## Source extract
>>>>>

The Boathouse, of course, was empty. It was warm and surprisingly quiet with a magnificent view of the estuary on whose edge it clung. A storm blew up quickly, the kind that can blow in and be gone in minutes, yet there was little indication of it inside. We walked the outer balcony and disobeyed Johnny, closing one bedroom window that was letting in the rain. The kitchen had the integral cupboards typical of the 1940’s. I opened one and inside were three dusty empty brown ale bottles. For many years I liked to imagine that these had been the last Felinfoel Dylan drank before “sailing out to die” until, with some regret, I realised that the Boathouse had for some years been rented to tenants whose empties these bottles probably were! For a second I contemplated taking one but Johnny’s trust and me being a lapsing chapel raised Catholic (it’s a long story) meant the temptation was fleeting. I wonder now if these are on display or disappeared in the re-imaging of the poet. We locked up carefully and wound back to Johnny then to the pub, possibly the Fountain, to talk over the experience.
I talked to many locals who knew Dylan. With the exception of Johnny Oriel and the manager of our guesthouse, few were entirely positive. To contextualise this, small rural communities did not take quickly to outsiders and may not have fully accepted the poet and his Irish tempest. The chapel still held enormous influence in Wales and there would have been a pursed lipped disapproval of a man who died in an alien city after boasting of his drinking to a woman he was having an affair with. Then there was the recognition that Thomas Tourism was likely to wrench this “timeless, mild, beguiling island of a town” out of the hands of its people. That was certainly a resentment several locals expressed. The town was far from unfriendly, a common accusation made against the Welsh, but it could sense that it was soon to be changed utterly. It is not possible to say to what degree this discomfort with the poet was justified. No one actually spoke badly of him but none were praising either. One farmer talked of the threat he felt the town faced from growing visitors and ventured to comment that an excess of drink takes people many ways and with Dylan it just made him a pain in the backside! From word wonderful poet to bar room bore is a real fall from grace! To counter the easy excuse that this antipathy was simply small town small mindedness it should be remembered that Laugharne was used to artistic residents and that Dylan’s parents were also respected members of the community so any antipathy cannot simply be dismissed as rural prejudice.
However, if the resentment and criticism was muted toward Dylan it was not toward Caitlin! Again, Wales at the time was hardly liberal, feminism was new and moral restriction fell more heavily on women than on men but the opinion, in as many as I encountered, was uniform – she was not liked! That she was, at the time, in a hotel negotiating the sale of the Boathouse with no apparent concern for the consequence to the town served to fan the flames of the dislike!

<<<<<

## Brief 1
Can you write out everything in the Laugharne passage from "However, if the" down to "of the dislike!", word for word?

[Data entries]
>>>>>

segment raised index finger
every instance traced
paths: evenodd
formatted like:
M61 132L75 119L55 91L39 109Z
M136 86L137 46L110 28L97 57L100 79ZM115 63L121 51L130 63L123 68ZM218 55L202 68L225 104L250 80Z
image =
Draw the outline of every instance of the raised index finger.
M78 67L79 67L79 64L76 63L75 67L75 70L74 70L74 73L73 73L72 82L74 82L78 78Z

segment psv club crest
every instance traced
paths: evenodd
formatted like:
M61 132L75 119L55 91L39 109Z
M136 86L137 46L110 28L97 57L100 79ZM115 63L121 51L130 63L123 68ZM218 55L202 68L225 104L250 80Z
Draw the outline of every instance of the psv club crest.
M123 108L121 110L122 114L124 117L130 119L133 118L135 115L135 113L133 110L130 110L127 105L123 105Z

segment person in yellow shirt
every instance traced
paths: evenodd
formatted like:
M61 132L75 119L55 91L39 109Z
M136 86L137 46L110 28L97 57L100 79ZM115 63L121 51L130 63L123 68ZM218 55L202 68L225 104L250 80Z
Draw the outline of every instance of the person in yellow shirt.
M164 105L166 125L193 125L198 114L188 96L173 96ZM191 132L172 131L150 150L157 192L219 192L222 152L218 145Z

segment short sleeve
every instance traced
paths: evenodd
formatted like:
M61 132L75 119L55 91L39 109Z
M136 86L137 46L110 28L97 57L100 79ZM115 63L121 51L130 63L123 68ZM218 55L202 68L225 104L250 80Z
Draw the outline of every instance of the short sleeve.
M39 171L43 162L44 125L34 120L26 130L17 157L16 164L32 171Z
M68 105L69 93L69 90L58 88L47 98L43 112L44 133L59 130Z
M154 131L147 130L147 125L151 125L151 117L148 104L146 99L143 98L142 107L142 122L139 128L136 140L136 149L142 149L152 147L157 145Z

<<<<<
>>>>>

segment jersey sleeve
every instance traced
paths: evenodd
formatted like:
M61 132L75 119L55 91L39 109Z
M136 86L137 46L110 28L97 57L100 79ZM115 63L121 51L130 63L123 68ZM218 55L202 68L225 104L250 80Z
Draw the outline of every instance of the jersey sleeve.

<<<<<
>>>>>

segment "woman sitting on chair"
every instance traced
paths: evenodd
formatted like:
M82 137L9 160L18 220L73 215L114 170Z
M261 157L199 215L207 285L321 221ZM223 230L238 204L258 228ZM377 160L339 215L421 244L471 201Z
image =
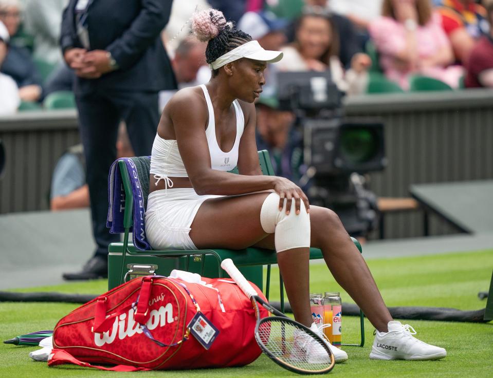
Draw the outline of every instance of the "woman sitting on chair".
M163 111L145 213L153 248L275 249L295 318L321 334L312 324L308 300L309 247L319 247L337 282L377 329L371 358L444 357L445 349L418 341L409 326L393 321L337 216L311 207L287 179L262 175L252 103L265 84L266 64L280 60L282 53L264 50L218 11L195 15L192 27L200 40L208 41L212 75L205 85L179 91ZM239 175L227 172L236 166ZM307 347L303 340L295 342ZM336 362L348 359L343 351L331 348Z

<<<<<

## Brief 2
Could you convert everything in the listing, from the line containing "segment raised index finger" down to the line containing "M154 131L147 130L147", into a numbered list with the blank lines left out?

## Written reply 1
However, if the resentment and criticism was muted toward Dylan it was not toward Caitlin! Again, Wales at the time was hardly liberal, feminism was new and moral restriction fell more heavily on women than on men but the opinion, in as many as I encountered, was uniform – she was not liked! That she was, at the time, in a hotel negotiating the sale of the Boathouse with no apparent concern for the consequence to the town served to fan the flames of the dislike!

## Written reply 2
1. segment raised index finger
2. every instance traced
3. paths: evenodd
4. formatted like:
5. M61 132L75 119L55 91L39 109Z
6. M136 86L137 46L110 28L97 57L100 79ZM115 63L121 51L130 63L123 68ZM218 55L202 68L225 104L250 80Z
7. image =
8. Draw the outline of every instance of the raised index finger.
9. M78 67L79 67L79 64L76 63L75 67L75 70L74 70L74 73L73 73L72 82L74 82L78 78Z
10. segment psv club crest
11. every instance traced
12. paths: evenodd
13. formatted like:
14. M61 132L75 119L55 91L39 109Z
15. M136 86L137 46L110 28L97 57L100 79ZM115 63L121 51L130 63L123 68ZM218 55L202 68L225 104L250 80Z
16. Draw the outline of every instance of the psv club crest.
17. M123 108L121 110L122 114L124 117L130 119L133 118L135 115L135 113L133 110L130 110L127 105L123 105Z
18. segment person in yellow shirt
19. every instance traced
20. paths: evenodd
21. formatted like:
22. M61 132L75 119L55 91L39 109Z
23. M136 86L137 46L110 28L97 57L100 79ZM115 63L121 51L130 63L123 68ZM218 55L202 68L225 104L250 80Z
24. Draw the outline of every instance of the person in yellow shirt.
25. M164 105L166 125L193 125L198 114L188 96L173 96ZM191 132L172 131L150 150L157 192L219 192L222 152L218 145Z
26. segment short sleeve
27. every instance traced
28. paths: evenodd
29. formatted like:
30. M61 132L75 119L55 91L39 109Z
31. M136 86L137 46L110 28L97 57L100 79ZM115 63L121 51L130 63L123 68ZM218 55L202 68L225 104L250 80Z
32. Draw the outline of every instance of the short sleeve.
33. M39 171L43 162L44 125L34 120L26 130L17 157L16 164L32 171Z
34. M68 105L69 93L69 90L58 88L47 98L43 112L44 133L59 130Z
35. M154 131L147 130L147 125L151 125L151 117L148 104L146 99L143 98L142 107L142 122L139 128L136 140L136 149L142 149L152 147L157 145Z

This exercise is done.